_WORK TASK:_ In the data that follows, count every line holding the string "black" and give the count alone.

*** Block opens ***

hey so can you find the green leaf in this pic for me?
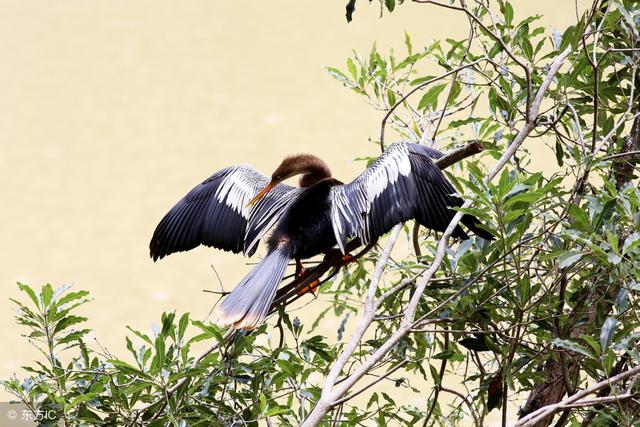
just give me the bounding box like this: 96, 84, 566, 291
259, 393, 267, 414
57, 290, 90, 307
66, 393, 98, 410
521, 37, 534, 61
569, 203, 590, 232
127, 326, 153, 345
384, 0, 395, 13
178, 313, 190, 340
41, 284, 54, 307
555, 136, 564, 166
153, 336, 166, 372
404, 31, 412, 55
552, 339, 592, 357
161, 311, 175, 337
367, 392, 379, 409
276, 359, 297, 377
503, 209, 526, 223
17, 283, 40, 308
410, 75, 436, 86
605, 230, 619, 253
429, 363, 441, 386
502, 2, 514, 26
622, 232, 640, 254
599, 317, 617, 352
432, 350, 455, 360
53, 315, 88, 335
602, 349, 616, 375
265, 406, 290, 416
557, 251, 584, 268
449, 81, 462, 103
326, 67, 351, 86
109, 360, 155, 381
504, 191, 543, 207
418, 84, 447, 111
581, 334, 601, 354
387, 89, 396, 106
347, 58, 358, 80
191, 320, 224, 342
570, 17, 586, 50
449, 117, 484, 128
503, 183, 529, 200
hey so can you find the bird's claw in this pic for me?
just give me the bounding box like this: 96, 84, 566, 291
296, 267, 310, 280
295, 259, 309, 279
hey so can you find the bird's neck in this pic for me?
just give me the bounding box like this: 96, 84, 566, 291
298, 157, 332, 188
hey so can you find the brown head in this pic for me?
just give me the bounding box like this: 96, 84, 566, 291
247, 154, 332, 206
271, 154, 332, 187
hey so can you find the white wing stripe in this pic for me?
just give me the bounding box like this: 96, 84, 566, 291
213, 166, 264, 219
208, 165, 300, 255
329, 142, 417, 252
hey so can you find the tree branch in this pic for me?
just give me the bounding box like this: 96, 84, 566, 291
301, 47, 571, 427
516, 365, 640, 427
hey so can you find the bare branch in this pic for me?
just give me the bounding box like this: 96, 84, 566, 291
435, 140, 484, 169
515, 365, 640, 426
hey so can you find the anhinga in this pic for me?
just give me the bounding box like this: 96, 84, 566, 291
150, 142, 492, 329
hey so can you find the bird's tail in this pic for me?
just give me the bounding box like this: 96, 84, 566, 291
461, 214, 494, 240
215, 246, 290, 330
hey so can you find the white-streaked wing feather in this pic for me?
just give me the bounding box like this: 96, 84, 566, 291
244, 184, 302, 255
150, 165, 298, 260
329, 141, 465, 253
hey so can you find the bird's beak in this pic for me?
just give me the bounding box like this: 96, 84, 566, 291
246, 181, 277, 207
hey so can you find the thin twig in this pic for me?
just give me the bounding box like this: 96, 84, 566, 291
379, 59, 487, 151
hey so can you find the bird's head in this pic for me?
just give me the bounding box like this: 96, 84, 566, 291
246, 154, 332, 207
270, 156, 304, 183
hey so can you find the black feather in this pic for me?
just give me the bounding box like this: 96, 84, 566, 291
150, 166, 299, 260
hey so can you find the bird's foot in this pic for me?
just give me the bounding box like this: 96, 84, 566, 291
295, 259, 310, 279
295, 266, 310, 279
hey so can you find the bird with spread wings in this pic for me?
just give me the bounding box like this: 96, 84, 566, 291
150, 142, 493, 329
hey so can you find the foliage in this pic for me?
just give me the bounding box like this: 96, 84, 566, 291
4, 1, 640, 426
4, 283, 339, 425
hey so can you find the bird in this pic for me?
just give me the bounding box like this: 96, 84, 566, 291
149, 141, 493, 330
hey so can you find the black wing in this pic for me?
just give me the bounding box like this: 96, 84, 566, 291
329, 141, 491, 252
150, 165, 300, 261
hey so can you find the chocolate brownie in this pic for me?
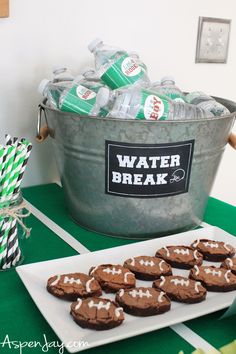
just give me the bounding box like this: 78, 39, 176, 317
191, 239, 235, 262
89, 264, 135, 293
71, 297, 124, 330
189, 265, 236, 292
47, 272, 102, 300
115, 287, 170, 316
153, 275, 207, 303
221, 258, 236, 275
123, 256, 172, 280
155, 245, 203, 269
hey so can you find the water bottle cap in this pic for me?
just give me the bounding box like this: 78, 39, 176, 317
52, 65, 67, 75
129, 51, 139, 59
88, 38, 103, 52
161, 76, 175, 85
38, 79, 50, 96
96, 87, 110, 108
152, 81, 161, 87
73, 74, 84, 83
82, 67, 96, 77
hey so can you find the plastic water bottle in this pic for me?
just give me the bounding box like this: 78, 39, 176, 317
152, 76, 186, 103
38, 79, 71, 109
96, 86, 213, 120
185, 91, 230, 116
38, 79, 106, 116
88, 38, 150, 89
52, 65, 74, 83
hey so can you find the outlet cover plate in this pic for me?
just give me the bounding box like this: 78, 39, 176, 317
195, 16, 231, 63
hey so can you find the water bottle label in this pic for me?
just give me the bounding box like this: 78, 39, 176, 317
105, 140, 195, 198
60, 84, 99, 115
76, 85, 96, 100
101, 54, 145, 89
136, 90, 169, 120
121, 56, 142, 77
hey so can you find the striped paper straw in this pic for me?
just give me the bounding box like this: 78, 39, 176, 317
6, 144, 27, 197
3, 219, 18, 269
0, 145, 17, 199
0, 218, 7, 266
9, 223, 21, 267
5, 134, 12, 146
12, 243, 21, 266
13, 143, 32, 194
0, 145, 9, 184
0, 146, 5, 170
0, 217, 11, 267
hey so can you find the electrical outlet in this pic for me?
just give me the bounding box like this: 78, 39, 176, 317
195, 17, 231, 63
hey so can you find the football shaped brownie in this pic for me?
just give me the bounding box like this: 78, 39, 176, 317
189, 265, 236, 292
155, 245, 203, 269
123, 255, 172, 280
191, 239, 235, 262
89, 264, 135, 293
115, 287, 171, 316
153, 275, 207, 303
71, 297, 124, 330
47, 272, 102, 300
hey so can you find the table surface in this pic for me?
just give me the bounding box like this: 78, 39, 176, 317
1, 183, 236, 354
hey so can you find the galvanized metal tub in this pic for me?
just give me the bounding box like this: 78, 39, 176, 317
39, 97, 236, 239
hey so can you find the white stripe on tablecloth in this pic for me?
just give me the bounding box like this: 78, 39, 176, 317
170, 323, 219, 352
24, 199, 90, 255
24, 195, 218, 352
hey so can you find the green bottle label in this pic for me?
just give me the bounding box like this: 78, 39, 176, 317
60, 84, 101, 116
101, 54, 145, 89
136, 90, 170, 120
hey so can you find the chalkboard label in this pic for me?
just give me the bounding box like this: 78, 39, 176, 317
105, 140, 194, 198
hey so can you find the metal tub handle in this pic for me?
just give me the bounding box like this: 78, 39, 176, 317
36, 104, 50, 143
229, 133, 236, 149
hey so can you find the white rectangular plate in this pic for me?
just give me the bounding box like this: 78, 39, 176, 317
16, 226, 236, 353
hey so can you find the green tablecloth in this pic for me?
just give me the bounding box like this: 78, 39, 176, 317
0, 183, 235, 354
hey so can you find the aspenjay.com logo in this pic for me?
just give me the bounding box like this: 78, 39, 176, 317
0, 334, 89, 354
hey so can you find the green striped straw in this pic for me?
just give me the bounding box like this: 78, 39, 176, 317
6, 144, 27, 198
13, 143, 32, 194
0, 144, 17, 200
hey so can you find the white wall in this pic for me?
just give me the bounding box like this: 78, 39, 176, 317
0, 0, 235, 205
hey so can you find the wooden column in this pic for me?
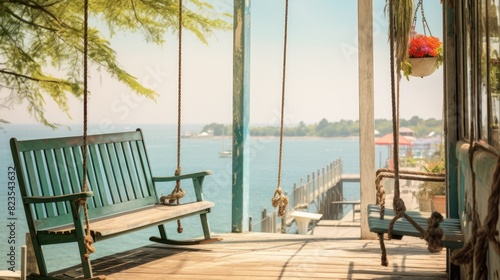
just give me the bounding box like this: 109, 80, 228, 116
443, 1, 460, 278
443, 0, 458, 220
358, 0, 377, 239
232, 0, 251, 233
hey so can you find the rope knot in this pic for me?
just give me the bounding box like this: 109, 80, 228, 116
424, 211, 444, 253
388, 197, 407, 240
77, 198, 87, 206
83, 234, 95, 260
393, 197, 406, 216
159, 168, 185, 205
160, 186, 185, 204
272, 188, 288, 218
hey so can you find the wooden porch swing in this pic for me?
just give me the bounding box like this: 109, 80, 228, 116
366, 0, 463, 266
11, 1, 218, 279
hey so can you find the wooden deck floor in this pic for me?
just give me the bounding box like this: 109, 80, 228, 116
48, 225, 447, 280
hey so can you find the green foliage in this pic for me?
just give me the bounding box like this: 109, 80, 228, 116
404, 157, 418, 167
385, 0, 413, 75
0, 0, 231, 127
210, 116, 442, 138
418, 159, 446, 198
377, 116, 442, 137
201, 122, 229, 136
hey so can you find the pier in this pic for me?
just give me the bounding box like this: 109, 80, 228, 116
258, 159, 362, 234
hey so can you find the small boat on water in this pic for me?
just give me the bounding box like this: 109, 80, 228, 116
219, 149, 232, 158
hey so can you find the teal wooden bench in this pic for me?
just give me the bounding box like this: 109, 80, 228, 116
367, 169, 463, 265
10, 129, 218, 279
368, 205, 463, 249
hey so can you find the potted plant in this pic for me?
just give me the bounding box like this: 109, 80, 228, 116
402, 34, 443, 79
417, 159, 446, 213
490, 50, 500, 92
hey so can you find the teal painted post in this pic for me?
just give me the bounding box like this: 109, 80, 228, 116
443, 3, 460, 279
444, 1, 458, 219
232, 0, 250, 233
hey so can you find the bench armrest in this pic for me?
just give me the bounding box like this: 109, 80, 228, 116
153, 170, 212, 182
23, 191, 94, 204
153, 170, 212, 201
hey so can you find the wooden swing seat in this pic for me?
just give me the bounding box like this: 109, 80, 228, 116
10, 129, 218, 279
367, 204, 463, 249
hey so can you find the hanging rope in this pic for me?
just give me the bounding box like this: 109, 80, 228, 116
375, 169, 447, 264
376, 168, 446, 253
389, 0, 404, 235
80, 0, 95, 261
271, 0, 289, 219
159, 0, 185, 234
176, 0, 183, 179
423, 211, 444, 252
375, 169, 445, 215
379, 0, 499, 271
377, 0, 445, 266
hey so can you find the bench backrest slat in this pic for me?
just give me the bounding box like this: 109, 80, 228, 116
11, 129, 158, 230
135, 140, 155, 197
100, 143, 122, 203
23, 151, 46, 220
67, 146, 84, 195
121, 142, 142, 199
88, 145, 105, 208
44, 149, 68, 215
34, 150, 57, 217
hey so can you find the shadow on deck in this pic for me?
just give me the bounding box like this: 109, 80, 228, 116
48, 225, 447, 280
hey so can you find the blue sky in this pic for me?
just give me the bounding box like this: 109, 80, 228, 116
3, 0, 444, 127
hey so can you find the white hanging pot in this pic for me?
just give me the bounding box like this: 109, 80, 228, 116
409, 57, 438, 78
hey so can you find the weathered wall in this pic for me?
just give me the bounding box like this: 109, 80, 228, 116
456, 142, 499, 279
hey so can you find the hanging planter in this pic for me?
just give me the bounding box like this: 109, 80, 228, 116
402, 0, 443, 79
403, 34, 443, 78
409, 56, 438, 77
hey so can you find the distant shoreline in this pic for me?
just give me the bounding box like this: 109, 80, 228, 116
183, 135, 362, 140
2, 120, 442, 140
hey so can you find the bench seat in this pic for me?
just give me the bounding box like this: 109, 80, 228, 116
39, 201, 214, 239
368, 204, 463, 249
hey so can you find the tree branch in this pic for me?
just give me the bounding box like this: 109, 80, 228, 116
3, 6, 59, 32
37, 0, 65, 8
8, 0, 72, 30
0, 69, 66, 84
130, 0, 147, 31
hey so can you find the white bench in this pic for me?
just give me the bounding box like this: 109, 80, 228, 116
290, 211, 323, 234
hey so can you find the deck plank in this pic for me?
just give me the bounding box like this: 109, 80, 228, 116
48, 229, 447, 280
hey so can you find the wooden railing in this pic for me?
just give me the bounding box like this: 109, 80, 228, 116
255, 158, 343, 233
290, 158, 343, 211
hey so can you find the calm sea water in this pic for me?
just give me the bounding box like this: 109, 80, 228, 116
0, 124, 388, 271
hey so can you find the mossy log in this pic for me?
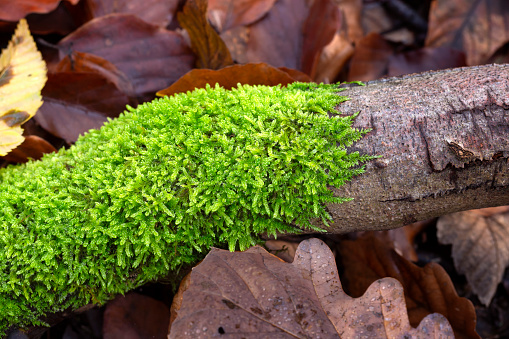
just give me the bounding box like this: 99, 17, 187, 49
0, 83, 370, 333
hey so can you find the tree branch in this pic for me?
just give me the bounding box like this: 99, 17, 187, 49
318, 64, 509, 233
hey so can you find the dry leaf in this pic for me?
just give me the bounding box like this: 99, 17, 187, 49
208, 0, 277, 32
1, 135, 56, 163
58, 14, 194, 98
314, 32, 354, 83
333, 0, 364, 43
264, 239, 300, 263
37, 71, 129, 143
85, 0, 179, 27
437, 208, 509, 306
0, 19, 47, 156
103, 292, 170, 339
55, 51, 135, 99
178, 0, 234, 70
361, 0, 392, 36
339, 233, 479, 339
388, 47, 466, 77
425, 0, 509, 65
301, 0, 341, 79
169, 238, 454, 338
347, 32, 394, 81
245, 0, 308, 70
156, 63, 311, 97
219, 26, 250, 64
0, 0, 79, 21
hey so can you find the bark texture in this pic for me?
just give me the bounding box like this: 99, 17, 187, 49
317, 64, 509, 233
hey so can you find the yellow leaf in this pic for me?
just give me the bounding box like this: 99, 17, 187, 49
0, 19, 47, 156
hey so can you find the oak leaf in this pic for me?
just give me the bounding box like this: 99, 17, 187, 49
339, 232, 479, 339
169, 238, 454, 338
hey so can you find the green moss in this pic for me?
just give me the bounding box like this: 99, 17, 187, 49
0, 82, 372, 332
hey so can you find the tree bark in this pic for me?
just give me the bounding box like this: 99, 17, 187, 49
316, 64, 509, 233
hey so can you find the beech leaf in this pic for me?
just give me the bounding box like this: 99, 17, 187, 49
437, 208, 509, 306
246, 0, 308, 70
208, 0, 277, 32
178, 0, 234, 70
301, 0, 340, 78
58, 14, 194, 98
84, 0, 179, 27
169, 238, 454, 338
0, 0, 79, 22
347, 32, 394, 81
0, 19, 47, 156
156, 62, 311, 97
0, 135, 56, 164
37, 71, 129, 143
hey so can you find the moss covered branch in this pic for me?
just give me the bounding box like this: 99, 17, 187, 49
0, 83, 372, 332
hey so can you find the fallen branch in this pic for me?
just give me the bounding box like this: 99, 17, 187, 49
4, 64, 508, 335
319, 63, 509, 233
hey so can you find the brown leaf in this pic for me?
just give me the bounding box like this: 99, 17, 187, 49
471, 206, 509, 217
0, 0, 79, 22
208, 0, 277, 32
42, 72, 129, 117
378, 228, 417, 262
58, 14, 195, 98
246, 0, 309, 70
425, 0, 509, 65
264, 239, 300, 263
156, 63, 311, 97
169, 238, 454, 338
437, 209, 509, 306
85, 0, 179, 27
24, 2, 84, 36
55, 51, 136, 99
1, 135, 56, 164
219, 26, 250, 63
301, 0, 341, 79
276, 67, 312, 83
178, 0, 234, 70
104, 292, 170, 339
388, 47, 467, 77
333, 0, 364, 43
361, 0, 392, 37
169, 273, 192, 331
339, 233, 480, 339
314, 32, 354, 83
36, 72, 130, 143
347, 32, 394, 81
366, 221, 433, 263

*** Block closes ***

_YOUR SOLUTION:_ 2